◆ Provided data ◆
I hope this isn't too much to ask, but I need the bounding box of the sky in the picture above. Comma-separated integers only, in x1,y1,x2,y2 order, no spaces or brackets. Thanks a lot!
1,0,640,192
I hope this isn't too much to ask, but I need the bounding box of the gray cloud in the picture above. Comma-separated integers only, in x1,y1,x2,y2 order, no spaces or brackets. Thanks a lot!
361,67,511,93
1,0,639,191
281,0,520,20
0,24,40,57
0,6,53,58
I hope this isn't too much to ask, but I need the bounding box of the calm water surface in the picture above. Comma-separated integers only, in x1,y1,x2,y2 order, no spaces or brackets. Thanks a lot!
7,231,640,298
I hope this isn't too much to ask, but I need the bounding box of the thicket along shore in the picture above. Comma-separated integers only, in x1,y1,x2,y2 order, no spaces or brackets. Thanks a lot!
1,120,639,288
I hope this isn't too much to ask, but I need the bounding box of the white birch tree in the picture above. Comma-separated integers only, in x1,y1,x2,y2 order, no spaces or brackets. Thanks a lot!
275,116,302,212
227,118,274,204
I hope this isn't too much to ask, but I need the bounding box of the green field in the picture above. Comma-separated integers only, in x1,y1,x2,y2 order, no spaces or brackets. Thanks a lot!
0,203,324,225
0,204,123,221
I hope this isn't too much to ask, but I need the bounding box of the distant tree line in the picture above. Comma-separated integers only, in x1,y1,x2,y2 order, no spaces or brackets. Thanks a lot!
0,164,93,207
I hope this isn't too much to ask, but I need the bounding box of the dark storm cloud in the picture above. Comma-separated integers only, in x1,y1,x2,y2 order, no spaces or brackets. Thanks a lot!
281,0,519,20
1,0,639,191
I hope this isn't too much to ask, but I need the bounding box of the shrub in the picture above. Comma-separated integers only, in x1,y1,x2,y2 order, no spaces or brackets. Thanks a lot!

◆ Task prompt ◆
Every line of the listing must be transcribed exactly.

◆ Response to the task ◆
I hope this isn't too much to ask, but I need the bounding box of the sky in the picture above. Comma-separated integers only, in x1,y1,x2,y2 order, no spaces or brackets. Thanks a lot!
1,0,640,192
I hope this isn't too much to ask, but I need the bounding box of the gray cloud in the picture above. Comma-separated integers only, in x1,y1,x2,y2 order, no spaces or brackets. Thanks a lot!
361,67,511,93
1,0,639,191
281,0,520,20
0,24,40,57
0,6,53,58
I hope this isn't too much to ask, but I need the bounding box of the calm water surface in the picture above. Comma-separated integers only, in x1,y1,x2,y2 order, no spaces or brackets. Thanks a lot!
7,231,640,298
I hope this isn't too much to ask, but I need the bounding box of the thicket along shore in the picture above. Comma-separated integers only, in x1,y1,x2,y2 order, no spaces or brackets. Thanks a lot!
1,120,639,288
I hope this isn't too much to ask, but I need the bounding box of the white birch tree in the picture above. Comma-separated integers only, in x1,y1,x2,y2 order, no spaces or brackets. Thanks a lot!
275,116,302,212
227,118,274,204
I hope this isn't too much to ask, but I need the bounding box of the green field in the picture above. Comma-separated integers only, in x1,y1,x2,y2 order, no spaces or brackets. Thanks a lot!
0,203,324,225
0,204,123,221
I hope this isn't too much to ask, but I need the bounding box of the distant tree line in the picture above. Comma-separated integers only, in x1,y1,x2,y2 order, no spaces or brackets. Thanks a lot!
0,164,93,207
I hope this isn't too much to ask, but I need the bounding box of the dark storm cloud in the picture above. Comma-separated integers only, in x1,y1,x2,y2 order, no spaces or brackets. Thanks a lot!
281,0,519,20
1,0,639,191
I hope this isn't too much to ask, but I need the bounding box of the shrub in the picture above. Comma-separated integers only, in x1,y1,x2,y2 order, no spaces or brackets. Thanks a lot!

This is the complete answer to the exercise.